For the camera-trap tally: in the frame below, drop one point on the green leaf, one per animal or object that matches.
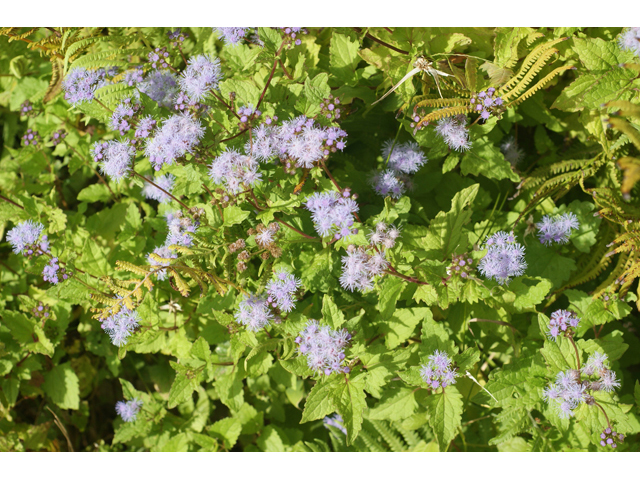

--

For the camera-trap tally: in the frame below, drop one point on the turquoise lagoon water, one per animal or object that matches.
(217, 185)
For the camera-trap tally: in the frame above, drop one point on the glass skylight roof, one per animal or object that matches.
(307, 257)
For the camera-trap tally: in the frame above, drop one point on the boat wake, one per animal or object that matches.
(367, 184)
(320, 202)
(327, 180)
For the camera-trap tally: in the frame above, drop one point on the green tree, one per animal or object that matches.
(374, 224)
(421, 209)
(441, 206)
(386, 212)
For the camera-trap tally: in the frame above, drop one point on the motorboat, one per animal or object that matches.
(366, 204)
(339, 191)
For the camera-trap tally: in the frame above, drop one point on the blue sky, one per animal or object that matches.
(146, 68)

--

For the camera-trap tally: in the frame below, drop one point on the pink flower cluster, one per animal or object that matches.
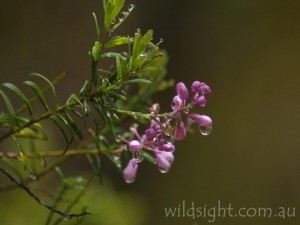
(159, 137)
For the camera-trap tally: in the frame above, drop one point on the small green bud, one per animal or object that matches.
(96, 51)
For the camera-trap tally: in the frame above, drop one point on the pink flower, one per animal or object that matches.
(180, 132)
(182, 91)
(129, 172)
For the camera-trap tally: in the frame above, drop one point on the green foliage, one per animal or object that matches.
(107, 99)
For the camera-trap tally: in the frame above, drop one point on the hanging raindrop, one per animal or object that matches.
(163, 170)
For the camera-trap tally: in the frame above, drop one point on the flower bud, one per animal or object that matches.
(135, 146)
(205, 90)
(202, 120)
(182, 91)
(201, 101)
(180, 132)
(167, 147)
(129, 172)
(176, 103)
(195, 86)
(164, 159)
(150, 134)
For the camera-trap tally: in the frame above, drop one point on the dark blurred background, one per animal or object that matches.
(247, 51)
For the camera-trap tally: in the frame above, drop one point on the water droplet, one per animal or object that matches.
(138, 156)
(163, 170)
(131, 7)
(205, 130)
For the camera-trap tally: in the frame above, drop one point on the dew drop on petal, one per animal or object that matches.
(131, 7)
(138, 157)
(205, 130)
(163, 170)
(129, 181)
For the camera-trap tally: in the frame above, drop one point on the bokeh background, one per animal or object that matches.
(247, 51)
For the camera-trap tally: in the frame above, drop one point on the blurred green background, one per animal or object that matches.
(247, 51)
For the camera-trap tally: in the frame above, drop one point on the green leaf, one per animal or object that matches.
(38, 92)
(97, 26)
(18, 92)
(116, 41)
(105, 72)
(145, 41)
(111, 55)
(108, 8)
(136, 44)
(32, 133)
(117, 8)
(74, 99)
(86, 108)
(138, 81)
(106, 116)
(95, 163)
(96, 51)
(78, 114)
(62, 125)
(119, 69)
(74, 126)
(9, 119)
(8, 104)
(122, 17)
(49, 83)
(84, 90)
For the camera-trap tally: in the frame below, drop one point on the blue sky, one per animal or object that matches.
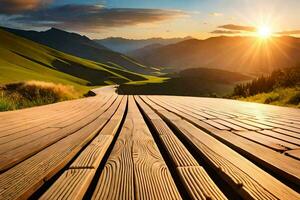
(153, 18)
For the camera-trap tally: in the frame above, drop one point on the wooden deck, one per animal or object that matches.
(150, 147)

» **Goal**:
Display each line of the records above that contains the string "below". Case matters, so match capital and lowercase letters precisely.

» **In response**:
For the camera-trap tally: in the frame below, drop one point on the green leaf, one per animal or object that matches.
For the camera-trap tally: in the frame below, drop one point on the turquoise lagoon water, one per animal or object that matches.
For the camera-trap tally: in the frame below, drop one point on the pink flower cluster, one per animal or object that matches.
For the camera-trap tally: in the frame below, drop one point on the blue sky, one per animal or object that matches.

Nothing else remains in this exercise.